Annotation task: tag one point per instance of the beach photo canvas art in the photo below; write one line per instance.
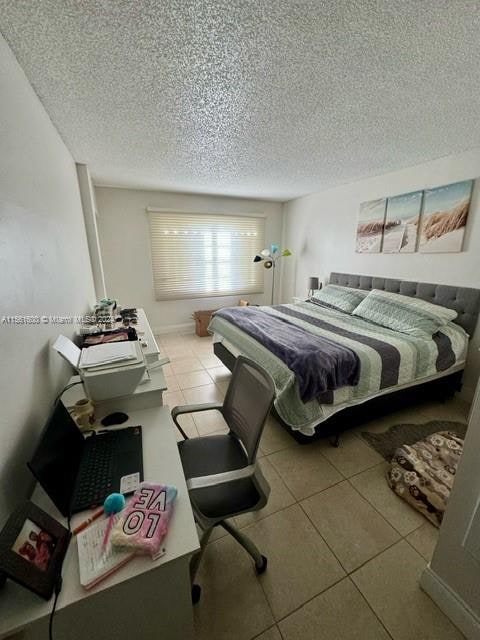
(444, 219)
(401, 223)
(371, 219)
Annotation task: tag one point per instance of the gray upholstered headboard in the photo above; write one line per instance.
(465, 301)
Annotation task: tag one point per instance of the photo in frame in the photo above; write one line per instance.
(371, 220)
(32, 548)
(402, 221)
(444, 218)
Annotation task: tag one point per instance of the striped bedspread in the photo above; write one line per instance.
(387, 358)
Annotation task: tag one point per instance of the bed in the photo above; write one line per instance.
(389, 361)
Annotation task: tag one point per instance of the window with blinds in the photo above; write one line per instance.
(197, 255)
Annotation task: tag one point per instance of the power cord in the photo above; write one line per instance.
(58, 588)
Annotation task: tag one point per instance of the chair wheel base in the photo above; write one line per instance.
(196, 593)
(263, 566)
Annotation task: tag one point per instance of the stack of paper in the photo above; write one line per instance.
(95, 562)
(109, 353)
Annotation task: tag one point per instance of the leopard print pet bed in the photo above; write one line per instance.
(422, 474)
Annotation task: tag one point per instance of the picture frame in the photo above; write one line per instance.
(32, 548)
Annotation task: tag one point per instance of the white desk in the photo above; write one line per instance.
(148, 394)
(143, 599)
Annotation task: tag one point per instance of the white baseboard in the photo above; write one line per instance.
(451, 604)
(174, 328)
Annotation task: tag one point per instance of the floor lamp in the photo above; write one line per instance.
(269, 258)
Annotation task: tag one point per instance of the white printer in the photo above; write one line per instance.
(107, 370)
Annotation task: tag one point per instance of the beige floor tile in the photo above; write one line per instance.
(271, 634)
(373, 486)
(217, 533)
(167, 370)
(275, 438)
(349, 524)
(352, 456)
(279, 498)
(424, 539)
(232, 603)
(223, 386)
(208, 360)
(300, 565)
(206, 393)
(193, 379)
(172, 383)
(304, 470)
(340, 613)
(186, 365)
(209, 422)
(173, 398)
(219, 374)
(404, 416)
(390, 583)
(178, 352)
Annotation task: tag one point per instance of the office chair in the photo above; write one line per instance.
(222, 476)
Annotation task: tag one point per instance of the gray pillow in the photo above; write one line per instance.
(342, 298)
(412, 316)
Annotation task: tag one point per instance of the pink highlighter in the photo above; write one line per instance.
(114, 503)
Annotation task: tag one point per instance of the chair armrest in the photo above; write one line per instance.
(220, 478)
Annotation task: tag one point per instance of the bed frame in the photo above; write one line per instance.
(465, 301)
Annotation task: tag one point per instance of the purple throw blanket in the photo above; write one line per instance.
(318, 363)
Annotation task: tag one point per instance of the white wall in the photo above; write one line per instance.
(125, 245)
(44, 269)
(453, 578)
(320, 229)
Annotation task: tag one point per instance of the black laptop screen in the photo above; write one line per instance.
(56, 460)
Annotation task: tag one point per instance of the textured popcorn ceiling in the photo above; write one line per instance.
(262, 98)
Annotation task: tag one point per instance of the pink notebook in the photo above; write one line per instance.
(143, 524)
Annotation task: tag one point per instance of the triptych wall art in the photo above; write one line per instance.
(429, 221)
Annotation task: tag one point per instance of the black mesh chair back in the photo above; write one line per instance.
(247, 403)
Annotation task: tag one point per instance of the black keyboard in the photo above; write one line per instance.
(96, 472)
(105, 460)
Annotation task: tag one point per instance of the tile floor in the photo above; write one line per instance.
(344, 553)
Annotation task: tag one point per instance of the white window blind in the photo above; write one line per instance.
(197, 255)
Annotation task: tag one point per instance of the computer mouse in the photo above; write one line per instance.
(114, 418)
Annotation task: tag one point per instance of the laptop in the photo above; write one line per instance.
(78, 473)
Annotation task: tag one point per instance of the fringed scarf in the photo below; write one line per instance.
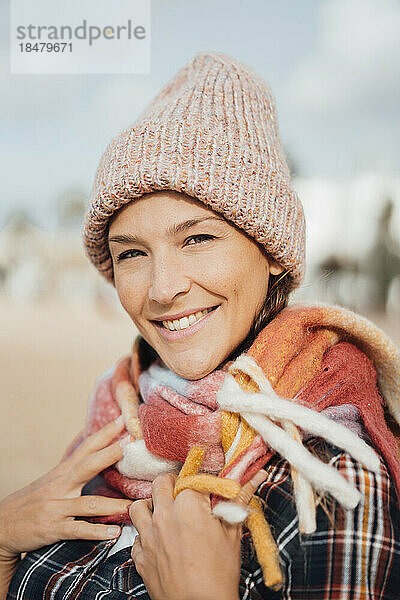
(314, 370)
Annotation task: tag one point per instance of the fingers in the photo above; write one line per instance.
(141, 515)
(94, 506)
(163, 491)
(81, 530)
(98, 440)
(93, 464)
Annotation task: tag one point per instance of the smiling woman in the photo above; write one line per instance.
(189, 261)
(241, 449)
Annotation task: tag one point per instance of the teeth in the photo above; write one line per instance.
(178, 324)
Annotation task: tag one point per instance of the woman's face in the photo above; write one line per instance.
(191, 282)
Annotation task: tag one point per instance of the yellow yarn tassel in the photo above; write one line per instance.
(266, 549)
(264, 543)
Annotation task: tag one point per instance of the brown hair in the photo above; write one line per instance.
(279, 288)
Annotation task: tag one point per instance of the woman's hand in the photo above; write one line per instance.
(44, 512)
(183, 552)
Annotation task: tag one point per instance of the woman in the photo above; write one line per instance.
(194, 220)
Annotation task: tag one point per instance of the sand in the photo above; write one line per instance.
(50, 356)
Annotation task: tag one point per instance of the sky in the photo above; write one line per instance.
(333, 66)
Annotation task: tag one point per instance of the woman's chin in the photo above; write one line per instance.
(193, 369)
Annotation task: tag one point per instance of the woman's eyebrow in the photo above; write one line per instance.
(171, 231)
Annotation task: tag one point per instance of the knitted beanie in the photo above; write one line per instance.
(211, 133)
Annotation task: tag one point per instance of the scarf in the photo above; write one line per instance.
(314, 370)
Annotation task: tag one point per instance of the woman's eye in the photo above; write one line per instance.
(129, 254)
(201, 237)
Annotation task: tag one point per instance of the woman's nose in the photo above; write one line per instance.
(167, 281)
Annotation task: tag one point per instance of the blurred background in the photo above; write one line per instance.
(334, 68)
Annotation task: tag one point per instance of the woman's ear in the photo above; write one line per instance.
(274, 267)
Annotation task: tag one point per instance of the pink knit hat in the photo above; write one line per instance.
(212, 133)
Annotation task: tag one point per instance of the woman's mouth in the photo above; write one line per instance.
(177, 328)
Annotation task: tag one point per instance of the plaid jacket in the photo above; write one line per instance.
(354, 554)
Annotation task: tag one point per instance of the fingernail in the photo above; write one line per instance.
(125, 440)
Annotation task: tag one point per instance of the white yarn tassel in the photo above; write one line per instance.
(303, 492)
(233, 398)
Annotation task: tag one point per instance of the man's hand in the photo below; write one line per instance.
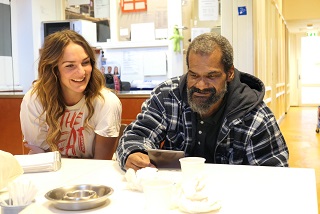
(137, 161)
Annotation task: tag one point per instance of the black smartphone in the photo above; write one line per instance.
(165, 158)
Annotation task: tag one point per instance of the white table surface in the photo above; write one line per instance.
(241, 189)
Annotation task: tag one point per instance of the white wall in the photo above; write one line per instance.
(27, 16)
(174, 60)
(239, 31)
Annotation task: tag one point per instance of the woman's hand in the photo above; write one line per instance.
(138, 161)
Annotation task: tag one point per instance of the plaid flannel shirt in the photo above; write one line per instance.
(252, 139)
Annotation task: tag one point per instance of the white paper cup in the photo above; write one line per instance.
(158, 196)
(192, 166)
(10, 209)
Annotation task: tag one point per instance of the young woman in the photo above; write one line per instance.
(68, 108)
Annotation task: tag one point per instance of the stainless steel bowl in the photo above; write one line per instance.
(79, 197)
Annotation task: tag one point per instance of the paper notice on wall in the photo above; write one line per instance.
(154, 63)
(208, 10)
(78, 2)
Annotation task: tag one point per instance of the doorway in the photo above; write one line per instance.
(309, 77)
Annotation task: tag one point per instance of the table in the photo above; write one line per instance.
(242, 189)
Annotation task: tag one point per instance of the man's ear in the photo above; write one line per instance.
(230, 74)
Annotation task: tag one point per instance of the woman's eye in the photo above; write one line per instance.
(86, 62)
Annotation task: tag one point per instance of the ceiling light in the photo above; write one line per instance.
(309, 26)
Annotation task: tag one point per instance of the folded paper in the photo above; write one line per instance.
(41, 162)
(9, 168)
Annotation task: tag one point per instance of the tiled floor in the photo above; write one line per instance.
(299, 130)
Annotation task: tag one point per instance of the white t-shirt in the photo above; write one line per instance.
(75, 141)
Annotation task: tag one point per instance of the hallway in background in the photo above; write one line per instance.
(299, 130)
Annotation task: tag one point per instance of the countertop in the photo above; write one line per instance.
(120, 94)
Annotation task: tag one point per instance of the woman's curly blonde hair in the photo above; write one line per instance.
(48, 89)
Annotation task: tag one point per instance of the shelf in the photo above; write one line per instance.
(130, 44)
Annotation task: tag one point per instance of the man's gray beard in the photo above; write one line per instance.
(204, 107)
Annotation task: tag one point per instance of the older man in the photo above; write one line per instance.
(213, 111)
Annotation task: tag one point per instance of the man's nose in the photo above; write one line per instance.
(202, 83)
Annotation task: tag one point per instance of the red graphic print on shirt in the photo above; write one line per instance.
(72, 138)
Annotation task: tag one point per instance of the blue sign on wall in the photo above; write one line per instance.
(242, 11)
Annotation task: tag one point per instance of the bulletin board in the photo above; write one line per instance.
(133, 5)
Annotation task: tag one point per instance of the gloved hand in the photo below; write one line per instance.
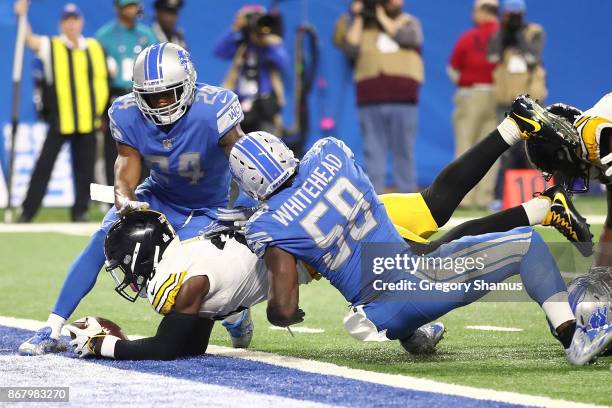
(298, 317)
(88, 341)
(128, 206)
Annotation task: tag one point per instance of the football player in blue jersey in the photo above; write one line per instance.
(324, 211)
(183, 131)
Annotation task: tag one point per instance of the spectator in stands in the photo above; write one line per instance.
(122, 39)
(165, 24)
(75, 93)
(260, 63)
(475, 114)
(516, 50)
(384, 44)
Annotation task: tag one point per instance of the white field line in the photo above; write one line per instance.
(88, 228)
(393, 380)
(298, 329)
(494, 328)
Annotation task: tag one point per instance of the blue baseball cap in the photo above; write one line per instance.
(514, 6)
(71, 10)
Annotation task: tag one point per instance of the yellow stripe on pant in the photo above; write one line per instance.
(410, 215)
(83, 93)
(61, 78)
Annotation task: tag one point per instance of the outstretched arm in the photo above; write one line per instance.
(283, 294)
(181, 332)
(229, 139)
(33, 41)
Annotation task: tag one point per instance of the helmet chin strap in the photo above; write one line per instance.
(156, 257)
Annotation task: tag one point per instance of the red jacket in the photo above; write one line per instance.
(469, 56)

* * * * * * *

Required work - All lines from the one containing "Annotation task: tag one point per instance of the gloved" through the end of the data are to be written out exactly, with nothing added; skip the pictures.

Expected answer -
Annotation task: tag one point per instance of the gloved hand in the photo below; write one line per instance.
(298, 317)
(88, 341)
(128, 206)
Annotation task: tag one point per instance of the football player in blue jersey in the photo above; write one line per instance.
(324, 211)
(183, 131)
Annotation task: tag one point per instance of the spectator in stands in the photo above; write one line per instance.
(122, 39)
(165, 24)
(75, 93)
(260, 63)
(475, 114)
(516, 50)
(384, 44)
Annotation task: tag one point per instance of the white field line in the photo above; write one line per instance.
(88, 228)
(393, 380)
(298, 329)
(494, 328)
Annotation task: tag one point per instance of the blue baseball cap in the photo above; write one line per instance.
(514, 6)
(71, 10)
Annotation task: tag one point per instance of the yellow stripe on pant in the photo above; write one line per instance.
(410, 215)
(83, 93)
(61, 78)
Annotation task: tag one point per instance of the outstretched arm in the photo above; write one line per instance.
(283, 294)
(181, 332)
(229, 139)
(33, 41)
Annotation task: tag one point per instance of the helmet chin strap in the photo above; write one line per instance.
(156, 257)
Annotation task: tag one point per instance of the red jacket in the photo above; write one line per instance.
(469, 56)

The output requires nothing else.